Task to carry out:
Pictures aside, each record should be reproduced exactly.

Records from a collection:
[Start of Attachment]
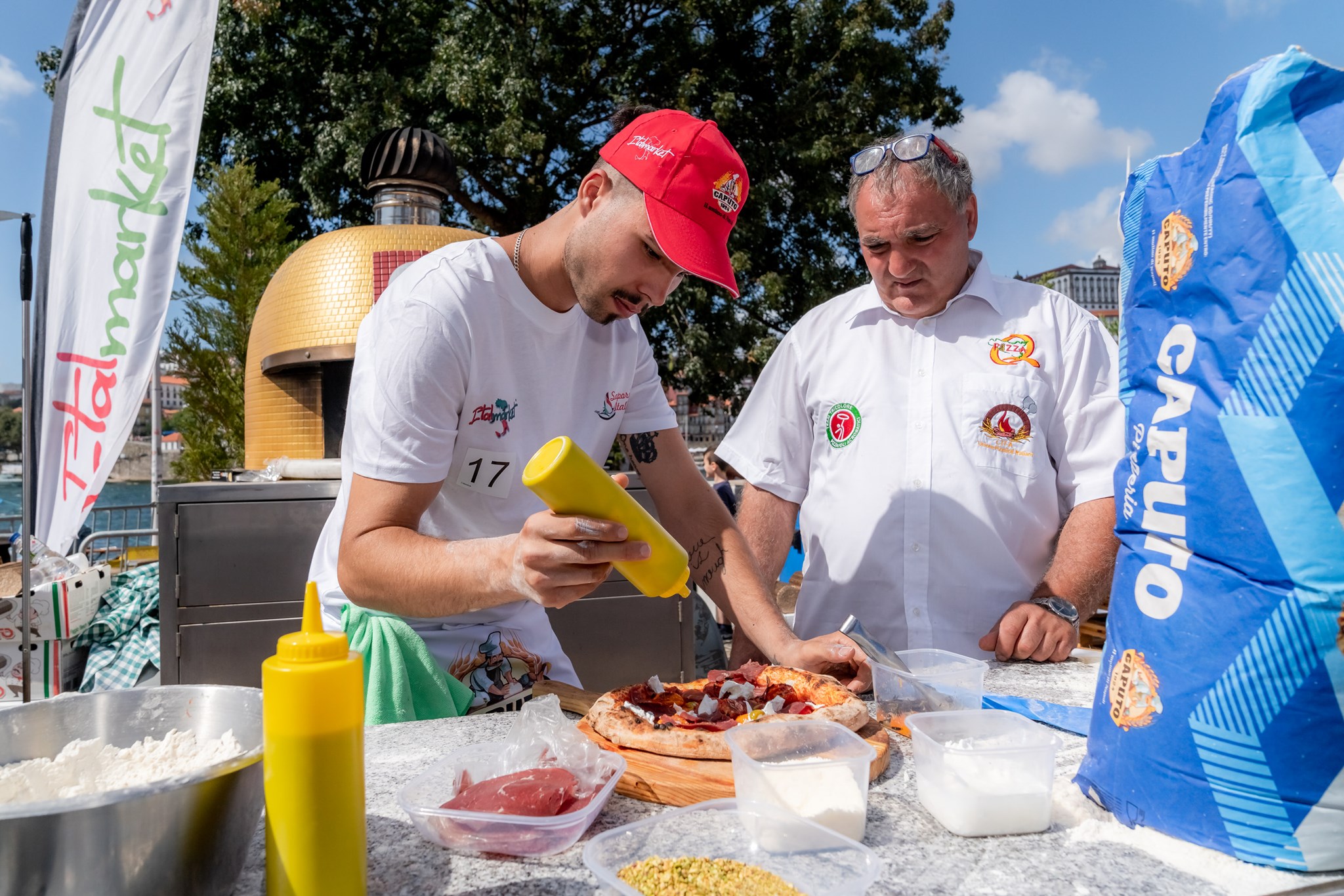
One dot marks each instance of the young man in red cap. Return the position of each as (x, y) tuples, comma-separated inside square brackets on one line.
[(479, 354)]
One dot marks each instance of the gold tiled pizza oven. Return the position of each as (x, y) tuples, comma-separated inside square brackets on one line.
[(301, 346)]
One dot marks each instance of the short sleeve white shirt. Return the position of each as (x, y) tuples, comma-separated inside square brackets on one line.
[(460, 375), (934, 460)]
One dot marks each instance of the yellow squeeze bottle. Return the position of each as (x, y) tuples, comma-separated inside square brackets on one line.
[(569, 481), (314, 762)]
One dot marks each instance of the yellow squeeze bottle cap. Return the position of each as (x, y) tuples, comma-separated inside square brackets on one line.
[(312, 644)]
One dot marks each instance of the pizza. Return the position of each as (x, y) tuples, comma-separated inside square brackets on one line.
[(690, 719)]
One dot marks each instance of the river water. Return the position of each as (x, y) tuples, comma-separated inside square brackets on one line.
[(112, 495)]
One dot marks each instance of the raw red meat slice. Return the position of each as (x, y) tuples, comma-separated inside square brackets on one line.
[(536, 792)]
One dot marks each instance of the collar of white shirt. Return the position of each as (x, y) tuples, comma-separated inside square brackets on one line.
[(980, 285)]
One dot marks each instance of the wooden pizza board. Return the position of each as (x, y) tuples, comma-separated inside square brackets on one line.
[(675, 781)]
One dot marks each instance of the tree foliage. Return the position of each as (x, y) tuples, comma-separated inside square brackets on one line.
[(11, 430), (520, 91), (240, 242)]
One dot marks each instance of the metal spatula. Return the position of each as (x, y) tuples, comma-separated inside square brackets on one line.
[(881, 655)]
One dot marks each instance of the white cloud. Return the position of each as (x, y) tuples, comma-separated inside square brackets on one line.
[(12, 83), (1093, 228), (1058, 128)]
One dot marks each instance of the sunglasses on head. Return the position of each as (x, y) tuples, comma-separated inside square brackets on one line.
[(909, 148)]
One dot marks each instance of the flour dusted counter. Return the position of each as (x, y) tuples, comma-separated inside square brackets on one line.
[(1078, 856)]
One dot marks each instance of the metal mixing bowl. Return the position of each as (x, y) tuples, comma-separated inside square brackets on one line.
[(187, 834)]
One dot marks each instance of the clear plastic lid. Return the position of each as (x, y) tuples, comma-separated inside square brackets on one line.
[(809, 857)]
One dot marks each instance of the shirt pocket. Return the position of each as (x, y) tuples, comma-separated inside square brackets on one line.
[(1003, 422)]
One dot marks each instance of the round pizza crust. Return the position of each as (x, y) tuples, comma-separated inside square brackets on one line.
[(623, 727)]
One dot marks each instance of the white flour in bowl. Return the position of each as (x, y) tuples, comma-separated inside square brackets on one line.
[(94, 766)]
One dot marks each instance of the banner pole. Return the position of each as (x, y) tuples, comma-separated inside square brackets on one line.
[(156, 437), (26, 487)]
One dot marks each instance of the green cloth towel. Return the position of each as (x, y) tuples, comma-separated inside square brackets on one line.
[(402, 683)]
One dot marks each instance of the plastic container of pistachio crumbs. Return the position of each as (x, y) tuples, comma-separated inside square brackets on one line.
[(808, 857)]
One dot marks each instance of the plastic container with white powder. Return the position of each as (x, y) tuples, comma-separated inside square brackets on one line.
[(812, 767), (984, 771)]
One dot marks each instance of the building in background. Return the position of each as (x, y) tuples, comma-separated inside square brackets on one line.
[(171, 388), (1095, 288), (170, 393), (702, 425)]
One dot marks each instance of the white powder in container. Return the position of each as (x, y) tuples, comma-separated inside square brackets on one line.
[(94, 766), (978, 794), (820, 790)]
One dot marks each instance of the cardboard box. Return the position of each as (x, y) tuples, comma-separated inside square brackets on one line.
[(54, 668), (60, 609)]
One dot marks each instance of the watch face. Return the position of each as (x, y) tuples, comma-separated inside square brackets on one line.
[(1059, 607)]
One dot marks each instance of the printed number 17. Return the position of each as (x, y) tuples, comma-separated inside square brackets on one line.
[(476, 464)]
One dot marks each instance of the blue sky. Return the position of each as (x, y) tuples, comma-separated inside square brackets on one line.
[(1055, 96)]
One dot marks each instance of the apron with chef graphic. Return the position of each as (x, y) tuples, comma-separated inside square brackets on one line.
[(499, 653)]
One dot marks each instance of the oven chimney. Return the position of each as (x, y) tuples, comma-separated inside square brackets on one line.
[(409, 171)]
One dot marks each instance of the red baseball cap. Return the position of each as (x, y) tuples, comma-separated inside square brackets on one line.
[(694, 186)]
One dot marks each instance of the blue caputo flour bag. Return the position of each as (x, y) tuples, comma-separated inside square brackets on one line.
[(1219, 712)]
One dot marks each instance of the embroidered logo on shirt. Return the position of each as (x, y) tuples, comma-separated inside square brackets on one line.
[(1133, 692), (612, 403), (843, 424), (1175, 250), (727, 191), (497, 413), (1007, 429), (1015, 348)]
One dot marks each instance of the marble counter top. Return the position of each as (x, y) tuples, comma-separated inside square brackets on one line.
[(921, 857)]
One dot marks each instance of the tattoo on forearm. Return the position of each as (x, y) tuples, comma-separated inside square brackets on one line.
[(640, 448), (706, 561)]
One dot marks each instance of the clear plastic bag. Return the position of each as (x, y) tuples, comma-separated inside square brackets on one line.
[(543, 738)]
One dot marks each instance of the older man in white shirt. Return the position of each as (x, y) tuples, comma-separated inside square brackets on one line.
[(949, 436)]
[End of Attachment]
Output of the exercise:
One dot marks each instance of the young man in red cap. Return the position of each as (x, y) tuples, comma-separated inside square brackets on one line.
[(479, 354)]
One dot marks each instance of the gold tiled pizza oven. Return the position of each as (x, y) tuples, comma-separated inside square brackets on one line.
[(301, 346)]
One dot marks each instance of the short sleeve white shirt. Return the position of each as (x, y) tuples, comma-separated inside square brackets on one line.
[(460, 375), (934, 460)]
One dot marks each instance of the yellow squeeze bottle. Return the position of each as (x, y) tuples, comma-separated inside square brackets on one line.
[(569, 481), (314, 762)]
One dot marks each instance of the yellow squeeze bottle cap. Return the position of each as (x, y) tuples, comma-separated inside square brackets on one line.
[(312, 644)]
One dot marks each instance of the pizza. Return the position of each as (x, y) tuples, comma-separated inside square brackets on one line.
[(690, 719)]
One dot marks each instance of the river water. Return the position of each as (x, y) tuples, comma-separated inside square brackets on one line.
[(112, 495)]
One dot marks each instance of the raw red meat slice. Return the position of each as (x, y) tuples, comma-separated inside square brackets on one line.
[(536, 792)]
One dot marks each instance of the collar of white shirt. Return the position of each as (x, y) tuples, comma-separated inside square brackets on one line.
[(980, 285)]
One dot marks each instance of the wooden pizza board. Return the position of each as (x, y) tuples, comma-separated inside square brackets on one line.
[(675, 781)]
One dot marks each instance of the tree foliage. Return the position of each as (x, y) tuples, comma-separated inside square brackets on one line.
[(11, 430), (520, 91), (240, 242)]
One dot marks each instance of the metal spatula. Return the position of each as (x, y) tuples, comma-separated inside square brackets on one line.
[(881, 655)]
One dot marks each instance of the white cloud. Return the position of each as (x, y) tuples, comma-separated inside square brackets on one line.
[(12, 83), (1093, 228), (1058, 128)]
One dot marks each instance of the sunglasses on head. Return the position of each as (x, y) tuples, comma-separated inside square brackets on one line.
[(909, 148)]
One dot marks each instance of the flour dusted counter. Return the position of each as (x, y) tuples, comma-separated inside square brackets on one line.
[(1078, 856)]
One dot marks each instance of the metal mixing bowl. Return the position of each as (x, y) tuples, comma-separated inside square brackets on one line.
[(187, 834)]
One dot marks each instance of the clear plastic lid. Return the position of each as (x, y) tuples, comma-separated inside square brackets on one line.
[(809, 857)]
One dot marks each instance of the shirt pocket. Return the position of each as (x, y) tuples, comma-separated inside square brackets on one line.
[(1003, 422)]
One dot marks each instance of the round pizza crust. Return the position of each as (x, y) tuples, comma-separated inside square brackets on one line.
[(623, 727)]
One dot marks each instance of the white flour in bowl. Return the position of each as (x, y) tuples, comma-separated inside square brackets on one line.
[(94, 766)]
One dot marks each instance of the banner pole. Return the position of each as (x, y) tuples, comma-separated inside square brackets on one line.
[(156, 437), (26, 487)]
One dot marks each instance of the green cloth towel. Return the position of each as (x, y) tuples, comma-separated inside square brackets on one line.
[(402, 683)]
One dot marks each instance of the plastic container of pistachio crumbs. Return the position of each as (x, y) tuples, comma-separated inside square brackets on one line.
[(808, 857)]
One dot marks each instance of the plastic container with white powder. Return the position of each as (x, y) tuples, comma-separated inside square brackets on one line.
[(812, 767), (984, 771)]
One dot marks each instance of the building in background. Return the position of each as (x, y) tuples, comma-separated inside square brackets on one line.
[(171, 388), (1095, 288), (170, 393), (702, 425)]
One dot marks each instance of the white powder in container. Return the position of each as (x, y) tuples, comma-separated inside square brackets on one line.
[(94, 766), (978, 794), (820, 790)]
One dot marks each instance of the cardboard box. Return the position of each as (x, y) tuples, comma-separated inside square brackets on one line.
[(54, 668), (60, 609)]
One dot marks each instance of the watch face. Return the position of each as (x, y) tuples, comma-separated inside square brackets on one line.
[(1059, 607)]
One dot marks each instance of the printed number 17. Return the position of each as (x, y) tuples, comma-separated inside square brackets on one line.
[(476, 464)]
One dot marks each instance of the blue sky. Return the position of each as (x, y) tuples, comma-separated inside square brackets on one line.
[(1055, 96)]
One dot marks each instance of the apron with chef graphic. Return the position of each as (x, y) tuples, comma-separated inside square brackets on one line.
[(499, 653)]
One dot marks each instance of the oven chimney. Return the position of each as (x, y) tuples, comma-separated inside square brackets on one line.
[(409, 171)]
One dot marks each instance of the red baseball cap. Return the position of each as (x, y) tuples, comma-separated inside square brackets on one line.
[(694, 186)]
One dot marks each instance of the blue caputo flour bag. Return the position of each as (x, y) tuples, comma-separated inside square brackets on one line.
[(1219, 712)]
One dot marks each instance of the embroidered logo on shirt. Return the position of each as (x, y) tuples, comma-separated inside square brackets on one line.
[(1133, 692), (612, 403), (843, 424), (1175, 250), (727, 191), (497, 413), (1007, 429), (1015, 348)]
One dot marks each instance of the marble counter top. Return the position of each as (x, y) tuples, comma-separated inside square brackets on one line.
[(921, 857)]
One dot marks each instance of the tattoo on forearm. Return the position of each as (x, y) tuples, comma-separated inside square brackets on one line.
[(640, 448), (706, 561)]
One dot marks each instance of the clear plastic bag. Return the position of each as (x, y) tuples, comma-separated inside square brackets on one line.
[(543, 738)]
One dot marks each instance of the older man in white shirt. Return the position of each as (x, y) tuples, comma-separated inside square brackets on one line.
[(949, 436)]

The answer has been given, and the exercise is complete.